Records:
********

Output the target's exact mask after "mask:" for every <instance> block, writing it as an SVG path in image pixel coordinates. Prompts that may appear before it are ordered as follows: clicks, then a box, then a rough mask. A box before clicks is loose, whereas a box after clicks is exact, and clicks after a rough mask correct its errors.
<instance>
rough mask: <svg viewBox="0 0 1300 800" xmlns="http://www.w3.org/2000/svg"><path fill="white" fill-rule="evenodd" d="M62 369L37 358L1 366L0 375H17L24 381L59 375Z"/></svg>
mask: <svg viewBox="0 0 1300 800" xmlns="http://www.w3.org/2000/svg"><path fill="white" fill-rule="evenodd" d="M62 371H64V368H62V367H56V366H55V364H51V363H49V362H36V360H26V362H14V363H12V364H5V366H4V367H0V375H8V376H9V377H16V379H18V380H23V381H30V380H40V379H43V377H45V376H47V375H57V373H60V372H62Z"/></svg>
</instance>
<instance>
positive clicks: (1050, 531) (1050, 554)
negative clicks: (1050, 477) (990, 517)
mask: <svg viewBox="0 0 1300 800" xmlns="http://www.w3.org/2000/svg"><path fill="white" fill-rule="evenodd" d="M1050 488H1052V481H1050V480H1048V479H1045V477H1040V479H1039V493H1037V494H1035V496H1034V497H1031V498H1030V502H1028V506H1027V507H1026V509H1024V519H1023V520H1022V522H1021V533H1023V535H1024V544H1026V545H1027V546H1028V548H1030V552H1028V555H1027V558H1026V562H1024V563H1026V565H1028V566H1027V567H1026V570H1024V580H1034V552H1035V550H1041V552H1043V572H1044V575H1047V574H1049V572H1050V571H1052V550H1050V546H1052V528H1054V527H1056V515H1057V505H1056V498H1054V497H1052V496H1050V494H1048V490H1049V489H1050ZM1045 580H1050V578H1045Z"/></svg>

********

Activity: Copy all of the material above line for line, changing nothing.

Solved problem:
Output the target's exact mask after "mask:" for every <instance> block, writing it as an SVG path in image pixel coordinates. Prompts that may appear before it are ordered as follows: clicks, then a box, then a rough mask. A box before clicks is loose, whereas a box after clicks is exact, and clicks after a rough mask correct its errors.
<instance>
rough mask: <svg viewBox="0 0 1300 800" xmlns="http://www.w3.org/2000/svg"><path fill="white" fill-rule="evenodd" d="M62 369L37 358L1 366L0 375H17L24 381L59 375Z"/></svg>
mask: <svg viewBox="0 0 1300 800" xmlns="http://www.w3.org/2000/svg"><path fill="white" fill-rule="evenodd" d="M62 371H64V368H62V367H56V366H55V364H51V363H49V362H36V360H26V362H14V363H12V364H5V366H4V367H0V375H8V376H9V377H16V379H18V380H23V381H30V380H40V379H43V377H45V376H47V375H57V373H60V372H62Z"/></svg>
</instance>
<instance>
positive clicks: (1050, 531) (1050, 554)
negative clicks: (1050, 477) (990, 517)
mask: <svg viewBox="0 0 1300 800" xmlns="http://www.w3.org/2000/svg"><path fill="white" fill-rule="evenodd" d="M1050 488H1052V481H1050V480H1048V479H1045V477H1040V479H1039V493H1037V494H1035V496H1034V497H1031V498H1030V502H1028V506H1027V507H1026V509H1024V519H1023V520H1022V522H1021V533H1023V535H1024V544H1026V545H1027V546H1028V548H1030V552H1028V555H1027V558H1026V562H1024V563H1026V565H1028V566H1027V567H1026V570H1024V580H1034V552H1035V550H1041V552H1043V572H1044V575H1047V574H1049V572H1050V571H1052V550H1050V546H1052V528H1054V527H1056V515H1057V505H1056V498H1054V497H1052V496H1050V494H1048V490H1049V489H1050ZM1045 580H1050V578H1045Z"/></svg>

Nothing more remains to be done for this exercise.